▸ **What you will do**
(1) In the forum thread about IGNITION, what term does the game use for the GM?
(2) Translate this sentence from the forum thread about IGNITION into Spanish: "In fact, your chapter names are pretty much golden."
(3) According to the forum thread about IGNITION, which character facets can an Exploit be based on? List each example given.

▸ **Passage shown**
<<<<

I like the idea EP, and from what I've seen so far I like the way you've worked it. I think your idea and approach improved a lot over time from your original design.

Congratulations on your effort.
I'll read it in more detail later.
It's very interesting.


----------



## Wik (Feb 22, 2009)

Hm.  IGNITION seems pretty cool!  Military-based magical game!  Nice.  I really like how you refer to the GM as "HQ".  Very nice touch.

Exploits are a great idea, too - pick one facet of your character, whether it be a skill, attribute, spell, or whatever - and you get a bonus using that power.  Very nice touch.  

Your name for combat is great, too ("A step by step guide for killing your opponents").  In fact, your chapter names are pretty much golden.  

The Arcs seem particularly cool.  I really need to read them in more detail... but I'm working on my own game right now!  And I don't think it'd be wise for me to do more than just skim your game at this point.


----------



## EP (Feb 23, 2009)

>>>>

▸ **Recorded data**
<<<<

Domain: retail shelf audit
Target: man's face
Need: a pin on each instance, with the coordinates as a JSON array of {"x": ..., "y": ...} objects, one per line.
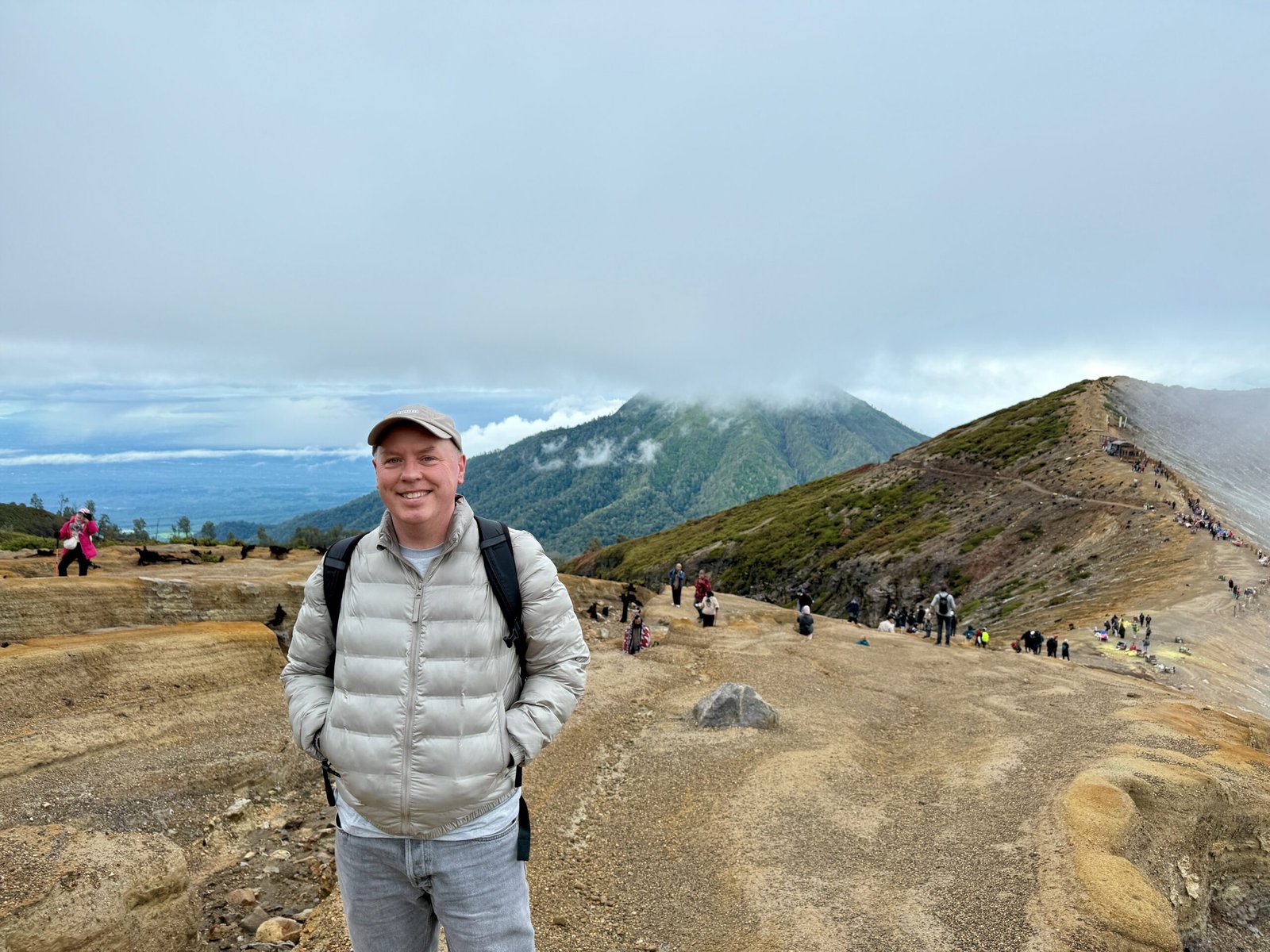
[{"x": 417, "y": 475}]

>>>>

▸ **Solution set**
(1) "HQ"

(2) De hecho, los nombres de tus capítulos son prácticamente oro.

(3)
- skill
- attribute
- spell